_Task_
The records below need to be set down again exactly; their images stay out.

************

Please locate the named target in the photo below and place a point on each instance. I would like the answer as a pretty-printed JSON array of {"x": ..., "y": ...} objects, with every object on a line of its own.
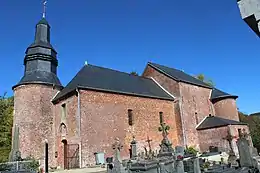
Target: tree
[
  {"x": 253, "y": 122},
  {"x": 205, "y": 80},
  {"x": 134, "y": 73}
]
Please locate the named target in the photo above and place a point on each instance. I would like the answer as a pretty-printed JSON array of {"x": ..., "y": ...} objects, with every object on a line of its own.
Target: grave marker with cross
[{"x": 117, "y": 146}]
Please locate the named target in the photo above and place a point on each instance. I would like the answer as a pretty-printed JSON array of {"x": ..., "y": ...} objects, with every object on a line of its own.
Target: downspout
[
  {"x": 182, "y": 121},
  {"x": 79, "y": 128}
]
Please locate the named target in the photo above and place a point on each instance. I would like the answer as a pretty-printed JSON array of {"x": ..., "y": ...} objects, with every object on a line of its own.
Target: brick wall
[
  {"x": 104, "y": 116},
  {"x": 167, "y": 83},
  {"x": 227, "y": 108},
  {"x": 71, "y": 127},
  {"x": 195, "y": 99},
  {"x": 213, "y": 137},
  {"x": 190, "y": 99},
  {"x": 34, "y": 115}
]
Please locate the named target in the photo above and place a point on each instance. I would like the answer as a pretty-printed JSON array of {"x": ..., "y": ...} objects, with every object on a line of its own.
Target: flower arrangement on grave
[
  {"x": 206, "y": 165},
  {"x": 179, "y": 157},
  {"x": 191, "y": 151}
]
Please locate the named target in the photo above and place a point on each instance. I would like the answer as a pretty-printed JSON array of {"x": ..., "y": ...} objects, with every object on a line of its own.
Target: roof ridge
[
  {"x": 101, "y": 67},
  {"x": 176, "y": 78}
]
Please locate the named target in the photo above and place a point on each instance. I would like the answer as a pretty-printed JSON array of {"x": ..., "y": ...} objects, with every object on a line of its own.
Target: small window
[
  {"x": 63, "y": 112},
  {"x": 196, "y": 118},
  {"x": 130, "y": 117},
  {"x": 239, "y": 132},
  {"x": 161, "y": 117}
]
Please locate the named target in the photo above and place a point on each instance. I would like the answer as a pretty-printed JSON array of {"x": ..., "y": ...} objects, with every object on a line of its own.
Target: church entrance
[{"x": 71, "y": 155}]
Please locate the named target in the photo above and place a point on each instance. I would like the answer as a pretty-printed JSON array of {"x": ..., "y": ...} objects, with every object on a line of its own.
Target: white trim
[
  {"x": 55, "y": 95},
  {"x": 163, "y": 88},
  {"x": 201, "y": 122}
]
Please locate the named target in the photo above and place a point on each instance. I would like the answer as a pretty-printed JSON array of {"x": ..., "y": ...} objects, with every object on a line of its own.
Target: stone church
[{"x": 99, "y": 104}]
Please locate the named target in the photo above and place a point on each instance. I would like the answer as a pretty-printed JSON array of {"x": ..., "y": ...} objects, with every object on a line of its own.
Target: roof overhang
[
  {"x": 73, "y": 91},
  {"x": 250, "y": 13}
]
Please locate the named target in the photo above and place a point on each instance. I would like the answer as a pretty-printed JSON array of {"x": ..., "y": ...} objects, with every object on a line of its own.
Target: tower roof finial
[{"x": 44, "y": 8}]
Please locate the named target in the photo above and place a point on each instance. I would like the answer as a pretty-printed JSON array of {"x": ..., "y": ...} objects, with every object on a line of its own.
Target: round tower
[{"x": 33, "y": 109}]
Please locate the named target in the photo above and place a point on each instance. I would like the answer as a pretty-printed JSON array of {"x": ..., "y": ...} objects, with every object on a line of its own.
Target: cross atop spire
[{"x": 44, "y": 8}]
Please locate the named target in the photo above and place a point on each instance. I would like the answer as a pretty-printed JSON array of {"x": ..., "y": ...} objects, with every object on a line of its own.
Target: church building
[{"x": 100, "y": 104}]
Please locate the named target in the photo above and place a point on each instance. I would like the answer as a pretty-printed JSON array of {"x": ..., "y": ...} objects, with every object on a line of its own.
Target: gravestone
[
  {"x": 179, "y": 152},
  {"x": 188, "y": 165},
  {"x": 244, "y": 152},
  {"x": 133, "y": 149},
  {"x": 196, "y": 165},
  {"x": 165, "y": 146},
  {"x": 213, "y": 149},
  {"x": 117, "y": 166},
  {"x": 253, "y": 151},
  {"x": 231, "y": 155}
]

************

_Solved exercise_
Please locate the named target in the photo below and place a point on each instance. I would like the answer as a pretty-printed JSON array of {"x": ..., "y": ...} objects, with every object on a line of its own.
Target: tree
[
  {"x": 253, "y": 122},
  {"x": 205, "y": 80},
  {"x": 134, "y": 73}
]
Please locate the named target in the photo above and place a point on each instance. I would like the answer as a pretty-printed JSON array of {"x": ..., "y": ...} objects, with every object on a line of its own.
Target: grave marker with cross
[{"x": 117, "y": 146}]
Please locate the named target in the photo above and place a point on each instance. I would like the answer as a pretty-printed JSON array of {"x": ..., "y": ...} objects, with every object on a line of its own.
Target: downspout
[
  {"x": 182, "y": 121},
  {"x": 79, "y": 128}
]
Please locate the named target in the photo above and place a point on each instance. I would like the answer as a pretty-printed JSON array of {"x": ..., "y": ...} objects, with every object on a line of its own.
Target: brick wall
[
  {"x": 104, "y": 116},
  {"x": 167, "y": 83},
  {"x": 227, "y": 108},
  {"x": 71, "y": 127},
  {"x": 195, "y": 99},
  {"x": 213, "y": 137},
  {"x": 190, "y": 99},
  {"x": 34, "y": 115}
]
Please locate the named target in the photo above and place a point on each instance. I would like the answer as a pretty-printed JSON array of {"x": ..., "y": ...} objects, with every object on a line of its own.
Target: flower arrangement on grave
[
  {"x": 206, "y": 165},
  {"x": 179, "y": 157},
  {"x": 191, "y": 151}
]
Please locate the named target in the photo above and place a point on each instance. I would like the answer as a pretty-printed JSON array of {"x": ..., "y": ...} objects, with every object on a line of its own.
Target: roof ridge
[
  {"x": 101, "y": 67},
  {"x": 176, "y": 78}
]
Please locate the named target in the photo above and place a point on each instance. I would like the answer as a pretty-printed JSON array of {"x": ..., "y": ...} objects, with every object on a line of its own.
Target: small window
[
  {"x": 63, "y": 112},
  {"x": 196, "y": 118},
  {"x": 130, "y": 117},
  {"x": 239, "y": 132},
  {"x": 161, "y": 117}
]
Please locate the named target in the photo above and place a point on each instance. I would like the answer as a pretty-printed JSON array of {"x": ..., "y": ...} objects, with every object on a line of its own.
Target: church entrance
[{"x": 71, "y": 155}]
Please locate the named target in the photo above and place a point on each instance. I would like the answer as a pretty-printed JSON array of {"x": ..., "y": ...} objects, with every object on a line of its own.
Target: white trim
[
  {"x": 55, "y": 95},
  {"x": 163, "y": 88},
  {"x": 201, "y": 122}
]
Please locate the named target in the photo above and place a point on each instance. I would like the answer as a pretty-printed JSON array of {"x": ..., "y": ...} objects, with every object on a line of its own.
Target: stone church
[{"x": 99, "y": 104}]
Please locate the named target in the photo above and place a point on each instance. I would like the answer as a pretty-printed JSON array of {"x": ..., "y": ...} objects, with every object on a line of its own.
Target: roof overhang
[
  {"x": 73, "y": 91},
  {"x": 250, "y": 13}
]
Please locate the named target in the photo above and place a point on each instance. I would like the answer as a pretty-printed JSON array of {"x": ..., "y": ...} objects, with every object on a line of its own.
Target: tower roof finial
[{"x": 44, "y": 8}]
Please locate the named target in the photo above and place a point on each instance. I would like the answer as a pretty-printed JSON array of {"x": ..., "y": ...} objects, with every object on a line of its own.
Target: round tower
[{"x": 33, "y": 109}]
Please locate the named target in the photo above and place a point on each instance. I would like the answer as a pretty-printed JSON array of {"x": ..., "y": ...} objects, with every object on a line of its own.
Target: cross atop spire
[{"x": 44, "y": 8}]
Please locate the named target in the photo above and place a point on each instance. I would like the answer as a pretty-printed JSON array of {"x": ..., "y": ...} objects, with every object on a line of its own.
Target: church building
[{"x": 100, "y": 104}]
Please locate the named target in the photo above and place a point on each instance. I would like the answer as a pretty-printed JSON array of {"x": ..., "y": ...} objects, with every object on a line of its own.
Target: gravestone
[
  {"x": 179, "y": 152},
  {"x": 188, "y": 165},
  {"x": 244, "y": 152},
  {"x": 133, "y": 149},
  {"x": 196, "y": 165},
  {"x": 165, "y": 146},
  {"x": 213, "y": 149},
  {"x": 117, "y": 166},
  {"x": 253, "y": 151},
  {"x": 231, "y": 155}
]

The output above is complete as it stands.